This exercise asks for every line of the material that contains the word "below".

====================

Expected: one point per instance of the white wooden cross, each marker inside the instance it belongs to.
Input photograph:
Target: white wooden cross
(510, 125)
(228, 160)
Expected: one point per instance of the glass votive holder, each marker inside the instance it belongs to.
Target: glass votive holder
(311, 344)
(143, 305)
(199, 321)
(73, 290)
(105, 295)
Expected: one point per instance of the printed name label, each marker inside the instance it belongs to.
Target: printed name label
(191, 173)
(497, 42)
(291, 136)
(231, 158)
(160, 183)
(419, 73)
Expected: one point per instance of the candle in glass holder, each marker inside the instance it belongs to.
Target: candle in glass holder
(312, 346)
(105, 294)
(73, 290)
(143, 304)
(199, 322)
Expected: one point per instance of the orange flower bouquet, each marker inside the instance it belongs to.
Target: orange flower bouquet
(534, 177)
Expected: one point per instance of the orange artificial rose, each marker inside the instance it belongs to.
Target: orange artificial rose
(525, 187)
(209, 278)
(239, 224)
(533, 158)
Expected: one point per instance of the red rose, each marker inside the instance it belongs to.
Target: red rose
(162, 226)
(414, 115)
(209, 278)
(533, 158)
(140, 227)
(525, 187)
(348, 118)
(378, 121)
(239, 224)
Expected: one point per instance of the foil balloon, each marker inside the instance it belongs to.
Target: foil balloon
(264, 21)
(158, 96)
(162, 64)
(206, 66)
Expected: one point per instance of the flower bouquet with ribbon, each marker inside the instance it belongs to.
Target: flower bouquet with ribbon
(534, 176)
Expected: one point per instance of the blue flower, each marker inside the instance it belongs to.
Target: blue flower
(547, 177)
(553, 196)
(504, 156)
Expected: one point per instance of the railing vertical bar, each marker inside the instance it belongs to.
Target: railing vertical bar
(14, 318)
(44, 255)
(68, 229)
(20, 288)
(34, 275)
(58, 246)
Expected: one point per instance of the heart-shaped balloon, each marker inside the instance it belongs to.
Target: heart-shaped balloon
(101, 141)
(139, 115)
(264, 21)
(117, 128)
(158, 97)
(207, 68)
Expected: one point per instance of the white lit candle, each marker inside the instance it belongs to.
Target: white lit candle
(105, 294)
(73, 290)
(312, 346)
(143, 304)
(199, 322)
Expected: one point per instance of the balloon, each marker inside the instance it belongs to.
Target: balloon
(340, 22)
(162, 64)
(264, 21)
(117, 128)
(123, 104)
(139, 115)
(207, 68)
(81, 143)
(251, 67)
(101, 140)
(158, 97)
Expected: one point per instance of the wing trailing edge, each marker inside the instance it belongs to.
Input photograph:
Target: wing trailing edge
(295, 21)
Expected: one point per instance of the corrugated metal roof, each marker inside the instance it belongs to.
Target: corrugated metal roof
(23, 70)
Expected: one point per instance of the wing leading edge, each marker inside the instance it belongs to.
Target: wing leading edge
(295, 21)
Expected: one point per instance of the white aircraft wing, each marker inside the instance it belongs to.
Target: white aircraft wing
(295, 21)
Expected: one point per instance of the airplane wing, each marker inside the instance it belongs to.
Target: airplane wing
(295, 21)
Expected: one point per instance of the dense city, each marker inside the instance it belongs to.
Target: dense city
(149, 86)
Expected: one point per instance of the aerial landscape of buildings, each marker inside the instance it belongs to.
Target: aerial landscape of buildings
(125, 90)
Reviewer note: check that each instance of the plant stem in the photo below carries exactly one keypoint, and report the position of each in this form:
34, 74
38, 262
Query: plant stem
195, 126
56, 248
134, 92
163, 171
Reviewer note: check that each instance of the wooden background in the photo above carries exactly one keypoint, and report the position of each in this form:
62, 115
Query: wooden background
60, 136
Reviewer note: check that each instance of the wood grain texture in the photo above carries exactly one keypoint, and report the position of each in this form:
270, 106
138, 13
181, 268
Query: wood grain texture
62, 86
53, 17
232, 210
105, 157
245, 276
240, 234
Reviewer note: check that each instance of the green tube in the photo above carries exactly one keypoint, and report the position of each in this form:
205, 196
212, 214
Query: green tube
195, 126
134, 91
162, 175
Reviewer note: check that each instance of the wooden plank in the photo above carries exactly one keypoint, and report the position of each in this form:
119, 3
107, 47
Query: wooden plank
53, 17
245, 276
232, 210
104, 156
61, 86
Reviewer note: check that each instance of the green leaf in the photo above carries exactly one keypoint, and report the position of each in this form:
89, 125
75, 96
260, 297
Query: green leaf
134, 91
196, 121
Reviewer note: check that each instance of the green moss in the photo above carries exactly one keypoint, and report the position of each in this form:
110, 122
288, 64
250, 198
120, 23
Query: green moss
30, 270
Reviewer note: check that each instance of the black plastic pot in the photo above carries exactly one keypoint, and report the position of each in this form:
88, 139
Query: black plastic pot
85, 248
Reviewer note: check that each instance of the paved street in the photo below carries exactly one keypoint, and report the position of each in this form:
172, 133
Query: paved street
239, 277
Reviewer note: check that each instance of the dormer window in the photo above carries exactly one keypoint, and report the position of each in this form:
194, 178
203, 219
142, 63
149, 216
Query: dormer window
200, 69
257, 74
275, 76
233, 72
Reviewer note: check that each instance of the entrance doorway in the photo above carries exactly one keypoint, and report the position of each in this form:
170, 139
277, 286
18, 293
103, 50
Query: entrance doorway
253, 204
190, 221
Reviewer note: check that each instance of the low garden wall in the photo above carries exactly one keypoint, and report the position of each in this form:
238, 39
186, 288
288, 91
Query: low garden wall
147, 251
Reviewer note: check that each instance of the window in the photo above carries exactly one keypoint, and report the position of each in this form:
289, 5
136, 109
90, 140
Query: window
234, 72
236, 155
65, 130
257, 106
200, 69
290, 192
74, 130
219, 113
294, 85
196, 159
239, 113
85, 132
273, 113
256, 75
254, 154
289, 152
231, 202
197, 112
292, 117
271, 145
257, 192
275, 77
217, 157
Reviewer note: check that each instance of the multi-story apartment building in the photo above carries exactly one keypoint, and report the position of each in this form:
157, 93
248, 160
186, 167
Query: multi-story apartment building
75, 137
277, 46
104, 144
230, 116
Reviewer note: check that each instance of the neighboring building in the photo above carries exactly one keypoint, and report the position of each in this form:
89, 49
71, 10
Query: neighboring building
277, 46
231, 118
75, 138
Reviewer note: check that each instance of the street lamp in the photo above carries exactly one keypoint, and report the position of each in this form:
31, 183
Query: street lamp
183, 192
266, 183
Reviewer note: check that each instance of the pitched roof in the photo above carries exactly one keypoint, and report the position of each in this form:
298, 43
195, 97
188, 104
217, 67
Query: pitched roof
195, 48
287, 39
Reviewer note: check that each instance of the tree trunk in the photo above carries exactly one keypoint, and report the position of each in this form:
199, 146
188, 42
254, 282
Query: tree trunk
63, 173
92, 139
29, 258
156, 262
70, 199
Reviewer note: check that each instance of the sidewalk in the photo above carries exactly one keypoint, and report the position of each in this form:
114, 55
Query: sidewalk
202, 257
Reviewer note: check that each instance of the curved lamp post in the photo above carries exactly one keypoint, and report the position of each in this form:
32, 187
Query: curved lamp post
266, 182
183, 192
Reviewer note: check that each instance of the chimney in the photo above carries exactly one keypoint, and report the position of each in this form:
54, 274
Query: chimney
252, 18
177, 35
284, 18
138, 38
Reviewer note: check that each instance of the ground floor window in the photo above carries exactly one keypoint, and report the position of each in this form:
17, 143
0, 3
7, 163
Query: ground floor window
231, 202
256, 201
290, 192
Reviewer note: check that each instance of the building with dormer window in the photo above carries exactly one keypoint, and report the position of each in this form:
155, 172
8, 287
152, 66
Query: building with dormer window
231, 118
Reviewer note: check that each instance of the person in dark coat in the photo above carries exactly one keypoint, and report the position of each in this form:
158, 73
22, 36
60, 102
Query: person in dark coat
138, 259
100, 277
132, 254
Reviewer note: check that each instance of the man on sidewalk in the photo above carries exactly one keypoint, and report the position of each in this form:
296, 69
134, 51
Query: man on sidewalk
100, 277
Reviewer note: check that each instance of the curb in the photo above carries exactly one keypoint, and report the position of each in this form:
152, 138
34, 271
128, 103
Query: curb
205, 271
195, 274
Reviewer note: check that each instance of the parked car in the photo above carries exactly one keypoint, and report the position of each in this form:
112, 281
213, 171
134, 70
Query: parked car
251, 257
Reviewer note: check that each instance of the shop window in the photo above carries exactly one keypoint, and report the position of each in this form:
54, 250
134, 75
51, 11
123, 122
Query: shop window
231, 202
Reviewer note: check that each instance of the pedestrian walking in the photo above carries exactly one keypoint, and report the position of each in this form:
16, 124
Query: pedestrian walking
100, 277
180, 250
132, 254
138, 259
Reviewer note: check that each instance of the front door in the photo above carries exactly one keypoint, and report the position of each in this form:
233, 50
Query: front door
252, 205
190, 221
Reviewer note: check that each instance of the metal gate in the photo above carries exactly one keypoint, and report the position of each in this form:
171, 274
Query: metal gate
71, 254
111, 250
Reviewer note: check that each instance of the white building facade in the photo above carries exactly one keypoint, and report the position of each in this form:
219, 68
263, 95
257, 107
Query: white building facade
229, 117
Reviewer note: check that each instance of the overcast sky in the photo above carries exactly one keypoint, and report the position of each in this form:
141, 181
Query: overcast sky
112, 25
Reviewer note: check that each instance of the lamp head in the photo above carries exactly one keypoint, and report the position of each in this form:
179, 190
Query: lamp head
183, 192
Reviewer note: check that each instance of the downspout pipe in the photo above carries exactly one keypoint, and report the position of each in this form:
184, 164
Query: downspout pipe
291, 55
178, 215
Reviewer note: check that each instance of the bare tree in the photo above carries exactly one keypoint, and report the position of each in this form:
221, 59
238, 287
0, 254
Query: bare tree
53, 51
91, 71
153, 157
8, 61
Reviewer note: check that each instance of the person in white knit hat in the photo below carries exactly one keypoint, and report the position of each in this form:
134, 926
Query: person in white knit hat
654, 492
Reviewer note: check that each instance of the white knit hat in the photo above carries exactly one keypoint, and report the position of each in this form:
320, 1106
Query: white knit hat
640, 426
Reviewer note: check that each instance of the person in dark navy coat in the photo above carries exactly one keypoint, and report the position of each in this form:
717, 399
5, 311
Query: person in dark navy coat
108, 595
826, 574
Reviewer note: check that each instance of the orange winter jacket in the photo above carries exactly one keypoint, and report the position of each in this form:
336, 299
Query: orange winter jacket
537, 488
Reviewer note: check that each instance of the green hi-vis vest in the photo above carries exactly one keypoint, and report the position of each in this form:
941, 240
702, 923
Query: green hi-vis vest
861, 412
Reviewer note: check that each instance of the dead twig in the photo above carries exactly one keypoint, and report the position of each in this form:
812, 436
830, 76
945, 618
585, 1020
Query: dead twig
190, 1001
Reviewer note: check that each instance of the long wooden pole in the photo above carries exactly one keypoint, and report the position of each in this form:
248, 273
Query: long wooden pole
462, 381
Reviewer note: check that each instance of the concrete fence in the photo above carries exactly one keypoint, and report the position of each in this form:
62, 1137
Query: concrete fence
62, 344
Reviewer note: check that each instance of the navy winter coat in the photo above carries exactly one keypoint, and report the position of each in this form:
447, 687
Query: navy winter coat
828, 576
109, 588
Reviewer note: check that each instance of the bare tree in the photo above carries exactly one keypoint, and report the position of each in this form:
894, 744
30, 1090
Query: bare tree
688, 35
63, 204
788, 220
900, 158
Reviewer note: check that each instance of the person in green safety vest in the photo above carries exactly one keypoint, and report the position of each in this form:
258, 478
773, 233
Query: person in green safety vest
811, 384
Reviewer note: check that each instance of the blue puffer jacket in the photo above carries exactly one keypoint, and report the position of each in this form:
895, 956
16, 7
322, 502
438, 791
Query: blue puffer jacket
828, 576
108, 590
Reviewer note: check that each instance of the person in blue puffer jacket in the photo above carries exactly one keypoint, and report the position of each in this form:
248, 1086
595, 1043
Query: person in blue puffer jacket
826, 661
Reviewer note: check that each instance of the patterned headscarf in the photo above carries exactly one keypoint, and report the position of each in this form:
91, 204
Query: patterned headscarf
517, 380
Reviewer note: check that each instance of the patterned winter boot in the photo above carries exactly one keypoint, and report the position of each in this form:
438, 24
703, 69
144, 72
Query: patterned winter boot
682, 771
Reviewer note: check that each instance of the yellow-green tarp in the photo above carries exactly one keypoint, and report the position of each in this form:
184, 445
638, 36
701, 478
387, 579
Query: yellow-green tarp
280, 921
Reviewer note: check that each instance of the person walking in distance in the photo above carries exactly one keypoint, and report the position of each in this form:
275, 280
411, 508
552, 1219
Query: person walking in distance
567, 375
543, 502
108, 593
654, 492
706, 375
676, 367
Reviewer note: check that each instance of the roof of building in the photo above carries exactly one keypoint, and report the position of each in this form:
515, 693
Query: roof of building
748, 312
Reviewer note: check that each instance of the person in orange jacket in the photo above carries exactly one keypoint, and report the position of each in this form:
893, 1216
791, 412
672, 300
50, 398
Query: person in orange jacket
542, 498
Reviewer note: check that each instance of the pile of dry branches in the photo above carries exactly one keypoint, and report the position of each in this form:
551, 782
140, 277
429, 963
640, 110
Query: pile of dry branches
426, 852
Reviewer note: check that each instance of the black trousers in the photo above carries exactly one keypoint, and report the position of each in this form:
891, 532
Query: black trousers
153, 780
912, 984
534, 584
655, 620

====================

EXERCISE RESPONSE —
Reviewer note: check that each instance of the plant stem in the photo below carries exactly one keypoint, and report the position of each in this form:
Reviewer note: check that each instance of the paved street in the photo below carries exactly one keypoint, and report the position of each in this form:
Reviewer note: check that each instance of the person in white knit hat in the photo below carries exactly one keypoint, and report the position of each in this form:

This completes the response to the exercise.